### Problem 1
In the text on Miscanthus cultivation, what energy content was used for the biomass?
### Problem 2
Rewrite the paragraph beginning "In the OPM‐10 plots" from the text on Miscanthus cultivation as a short list that keeps its main facts.
### Problem 3
Write out the part of the text on Miscanthus cultivation that begins at the words "Carbon intensity of" and stops after the words "Fries, & Emmerling, 2013).".

** BEGIN Text to read **

Carbon intensity of producing biomass (including crop management, harvest, transport, and fuel preparation) over the lifetime of the crop was based on value of 4.40 g CO2‐eq/MJ (Hastings et al., 2017). This was converted to Mg CO2‐eq/ha using yield estimate of 12 Mg DM ha−1 year−1, or 120 Mg DM/ha for the full 10 year period (Larsen, Jørgensen, Kjeldsen, & Lærke, 2014). Whilst yields can vary and are typically reduced at the start and end of a crops’ lifetime, the figure used is taken as a representative mean for the 10 year time span, being at the lower end of a range of reported mean yields (Clifton‐Brown, Stampfl, & Jones, 2004; Larsen et al., 2014; McCalmont et al., 2018). The energy content used was 17.95 GJ/Mg DM (Felten, Fröba, Fries, & Emmerling, 2013).
2.5. Statistical analysis
Data were analysed using R version 3.2.3 (R Core Team, 2015). Cumulative N2O fluxes and over winter plant survivorship were tested using ANOVA and Tukey HSD posthoc tests with tillage (cultivation method) as the fixed factor and the random effect of block. Baseline fluxes (recorded on 12 April 2016) were compared with fluxes on 11 April 2017 using ANOVA with sample date and tillage as the fixed factors, the random effect of block, and a cube transformation to improve model residuals. As the two growing seasons represented very different stages in the establishment, N2O fluxes for the two seasons were tested separately and statistics were carried out on cube transformed data. To explore potential drivers of N2O emissions, Akaike's information criterion (AIC) was used for selection of linear models with the random effects of block and sample date and fixed factors of: tillage; NO3 − and NH4 + (each to a depth of 15 cm); air temperature; soil temperature (0–10 cm depth); and water‐filled pore space, with fixed factor selection restricted to avoid cocorrelated factors (air and soil temperature) within a single model (R packages “nlme” (Pinheiro, Bates, DebRoy, & Sarkar, 2017) and “MuMIn” (Barton, 2018)). In addition, impacts of tillage method on these drivers were explored using ANOVA and Tukey HSD post hoc tests using tillage method as a fixed factor and the random effect of block and sample date.
3. RESULTS
3.1. Establishment
In the OPM‐10 plots, 15% of the hybrids planted under film failed to establish after the initial planting, whereas all of the hybrid plants (100%) that were outside of the film failed. Across all the Mxg plots, 33% of the No Till treatment and 29% of the Min Till treatment failed to establish. All gaps were replaced in July 2016, and the survivorship after the first winter was 87% for the hybrid plants, 83% for the No Till treatment, and 78% for the Min Till treatment. There was no significant difference in the survivorship between the different treatments (F 2,5 = 3.96, p = 0.09).
3.2. N2O fluxes
N2O spikes were observed in all the Miscanthus plots compared to the pasture control, regardless of tillage method (Figure 3a). However, whilst cumulative N2O fluxes over the 18 month period were higher under Miscanthus cultivation compared to the retained grassland controls (F 3,7 = 8.51, p = 0.01) posthoc testing confirmed no significant difference in fluxes between the tillage methods for the Miscanthus (Figure 4).

** END Text to read **
** BEGIN Provided records **

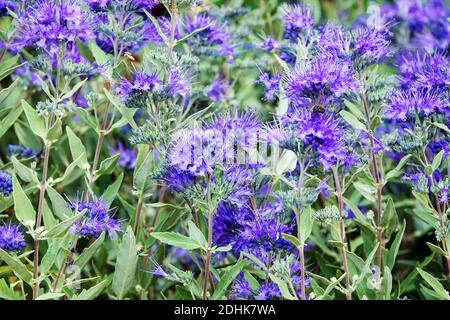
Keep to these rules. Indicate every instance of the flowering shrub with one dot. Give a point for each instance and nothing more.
(188, 149)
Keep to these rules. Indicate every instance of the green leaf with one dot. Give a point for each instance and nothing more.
(36, 122)
(101, 58)
(413, 274)
(393, 251)
(197, 235)
(92, 292)
(290, 238)
(25, 173)
(4, 93)
(287, 162)
(436, 249)
(193, 33)
(441, 126)
(435, 284)
(354, 109)
(397, 171)
(177, 240)
(89, 252)
(19, 268)
(283, 288)
(306, 224)
(227, 279)
(59, 205)
(62, 227)
(127, 113)
(126, 265)
(77, 149)
(330, 287)
(142, 173)
(10, 119)
(22, 205)
(74, 89)
(55, 132)
(316, 9)
(107, 166)
(68, 172)
(365, 190)
(8, 66)
(352, 120)
(389, 218)
(51, 296)
(157, 26)
(6, 292)
(111, 192)
(437, 160)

** END Provided records **

### Worked solution 1
17.95 GJ/Mg DM

### Worked solution 2
- OPM‐10 plots: 15% of hybrids planted under film failed to establish after initial planting; all hybrids outside the film failed.
- All Mxg plots: 33% of No Till and 29% of Min Till plants failed to establish.
- All gaps were replaced in July 2016.
- Survivorship after the first winter: 87% for hybrids, 83% for No Till, 78% for Min Till.
- Survivorship did not differ significantly between treatments (F 2,5 = 3.96, p = 0.09).

### Worked solution 3
Carbon intensity of producing biomass (including crop management, harvest, transport, and fuel preparation) over the lifetime of the crop was based on value of 4.40 g CO2‐eq/MJ (Hastings et al., 2017). This was converted to Mg CO2‐eq/ha using yield estimate of 12 Mg DM ha−1 year−1, or 120 Mg DM/ha for the full 10 year period (Larsen, Jørgensen, Kjeldsen, & Lærke, 2014). Whilst yields can vary and are typically reduced at the start and end of a crops’ lifetime, the figure used is taken as a representative mean for the 10 year time span, being at the lower end of a range of reported mean yields (Clifton‐Brown, Stampfl, & Jones, 2004; Larsen et al., 2014; McCalmont et al., 2018). The energy content used was 17.95 GJ/Mg DM (Felten, Fröba, Fries, & Emmerling, 2013).